> [DATA IN THIS EXERCISE]
>>>>
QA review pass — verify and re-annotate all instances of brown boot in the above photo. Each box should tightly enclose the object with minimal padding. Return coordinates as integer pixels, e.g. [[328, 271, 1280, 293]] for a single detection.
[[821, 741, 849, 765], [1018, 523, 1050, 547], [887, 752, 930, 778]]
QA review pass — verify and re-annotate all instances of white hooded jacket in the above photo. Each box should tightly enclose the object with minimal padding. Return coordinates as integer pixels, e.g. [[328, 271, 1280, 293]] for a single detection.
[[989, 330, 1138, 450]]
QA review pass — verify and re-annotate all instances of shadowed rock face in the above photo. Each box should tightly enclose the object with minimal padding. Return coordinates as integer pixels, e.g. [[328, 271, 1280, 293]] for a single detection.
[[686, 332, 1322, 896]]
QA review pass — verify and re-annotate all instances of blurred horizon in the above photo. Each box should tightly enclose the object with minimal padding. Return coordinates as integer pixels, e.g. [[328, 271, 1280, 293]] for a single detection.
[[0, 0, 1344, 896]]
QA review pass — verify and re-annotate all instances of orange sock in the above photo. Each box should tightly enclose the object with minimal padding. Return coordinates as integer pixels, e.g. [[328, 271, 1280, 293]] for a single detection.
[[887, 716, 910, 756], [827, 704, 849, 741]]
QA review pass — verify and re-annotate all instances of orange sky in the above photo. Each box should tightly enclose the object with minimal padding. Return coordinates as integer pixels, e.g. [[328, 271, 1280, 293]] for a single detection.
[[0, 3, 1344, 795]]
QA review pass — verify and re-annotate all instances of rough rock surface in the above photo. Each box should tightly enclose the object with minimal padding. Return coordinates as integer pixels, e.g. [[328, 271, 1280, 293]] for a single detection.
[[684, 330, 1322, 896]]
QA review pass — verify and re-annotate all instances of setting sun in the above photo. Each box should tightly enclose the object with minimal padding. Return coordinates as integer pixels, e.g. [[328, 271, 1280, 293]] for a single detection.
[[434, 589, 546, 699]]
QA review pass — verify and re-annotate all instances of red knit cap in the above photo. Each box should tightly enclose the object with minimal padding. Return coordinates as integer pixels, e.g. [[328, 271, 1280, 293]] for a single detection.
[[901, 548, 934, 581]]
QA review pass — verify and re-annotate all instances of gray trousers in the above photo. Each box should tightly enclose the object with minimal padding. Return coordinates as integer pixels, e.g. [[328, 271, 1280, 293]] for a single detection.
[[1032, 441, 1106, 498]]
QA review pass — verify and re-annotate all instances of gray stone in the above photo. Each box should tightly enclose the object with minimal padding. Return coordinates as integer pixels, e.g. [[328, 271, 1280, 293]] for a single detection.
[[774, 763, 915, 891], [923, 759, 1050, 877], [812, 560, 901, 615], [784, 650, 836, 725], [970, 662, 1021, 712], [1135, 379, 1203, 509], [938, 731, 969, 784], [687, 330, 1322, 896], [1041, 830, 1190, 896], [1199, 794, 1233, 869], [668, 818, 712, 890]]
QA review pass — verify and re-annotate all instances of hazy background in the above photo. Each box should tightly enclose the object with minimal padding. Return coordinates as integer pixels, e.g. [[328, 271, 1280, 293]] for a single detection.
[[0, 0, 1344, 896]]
<<<<
In the records above, change every "minimal padding" to "no extra margin" and write out all the lines again, keeping everything else the same.

> [FINAL RESULT]
QA review pass — verify and re-annotate all instances of brown boot in the above photo. Each box should tightly enclose the object with no extra margin. Return coordinates as integer pixels, e.g. [[328, 271, 1280, 293]] for a single detection.
[[821, 741, 849, 765], [1018, 523, 1050, 547], [887, 752, 930, 778]]
QA review pass — verify and re-annotate all instances of white hooded jacket in the above photo. Each box should tightly enclose the object with no extra margin. Return coordinates as integer pixels, e.g. [[328, 271, 1280, 293]] for a single detection.
[[989, 330, 1138, 450]]
QA review pass — verify and re-annotate all instances of shadowed rock face in the above photo. Each box should tightly enclose the object with no extra margin. Return coordinates as integer pixels, e.g. [[328, 271, 1280, 293]] for a single detection.
[[686, 332, 1322, 896]]
QA review pass — verify and re-annotate all instances of blurred horizon in the above photo. Each box should tightly enclose the object with no extra margin. Return coordinates as integer pixels, e.g. [[328, 271, 1280, 293]] for a single detection.
[[0, 0, 1344, 896]]
QA review pass — verify and re-annotate all instances of orange sock in the above photo. Each box should tightly enclose the object with no extra margin. Return coordinates as integer pixels, e.g. [[328, 271, 1280, 293]] for a single detection.
[[887, 716, 910, 756], [827, 704, 849, 741]]
QA review pass — verify and re-annotate all instances of orange sky in the above photo. Each box should tightly enclose the object with no extra margin. Return coordinates as integer pixels, e.g. [[328, 271, 1280, 293]] for a single detection.
[[0, 3, 1344, 795]]
QA review pass — verify and re-annotate all instances of rough rock surface in the above photo. Each box should tightly enclose the object with no extra margin. Return coordinates as integer pixels, e.g. [[328, 271, 1280, 293]] for a single detection.
[[684, 330, 1322, 896]]
QA review pass — verify and re-annotate all instances of setting sun in the above photo. Each box should tightly enclose the object with no extra margin. Return coordinates as integer pixels, e.g. [[328, 271, 1280, 293]] for a single detection.
[[434, 589, 546, 699]]
QA review pass — verify and re-annotate all instances of red knit cap in the above photo. Each box should tightly enclose the object with no extra margin. Return coordinates as integer pixels, e.g. [[328, 271, 1280, 293]] for a single detection.
[[901, 548, 934, 581]]
QA review pass — verify and re-annotate all instances of gray trousers in the above photo. Each box should tightly enclose the object with no extra margin. Return coordinates as integer pixels, e.g. [[328, 271, 1280, 293]] for a single detection.
[[1032, 441, 1106, 498]]
QA review pass — verify and re-annotate all instances of gray stone in the above photo. Each box should tightly enclose the object with no extra margin. Return coordinates as integer pixels, e.g. [[328, 271, 1280, 293]] for a single detection.
[[774, 763, 915, 891], [923, 759, 1050, 877], [812, 560, 901, 615], [784, 650, 836, 725], [970, 662, 1021, 712], [1135, 379, 1203, 509], [938, 731, 969, 784], [687, 330, 1322, 896], [1041, 830, 1190, 896], [1199, 794, 1233, 869], [668, 818, 712, 890]]
QA review pass — verify and re-annotate all instances of hazy background in the above photo. Each box should tightly enclose the object with no extra margin. Return coordinates as integer pixels, e.g. [[328, 271, 1280, 293]] for a single detection.
[[0, 0, 1344, 896]]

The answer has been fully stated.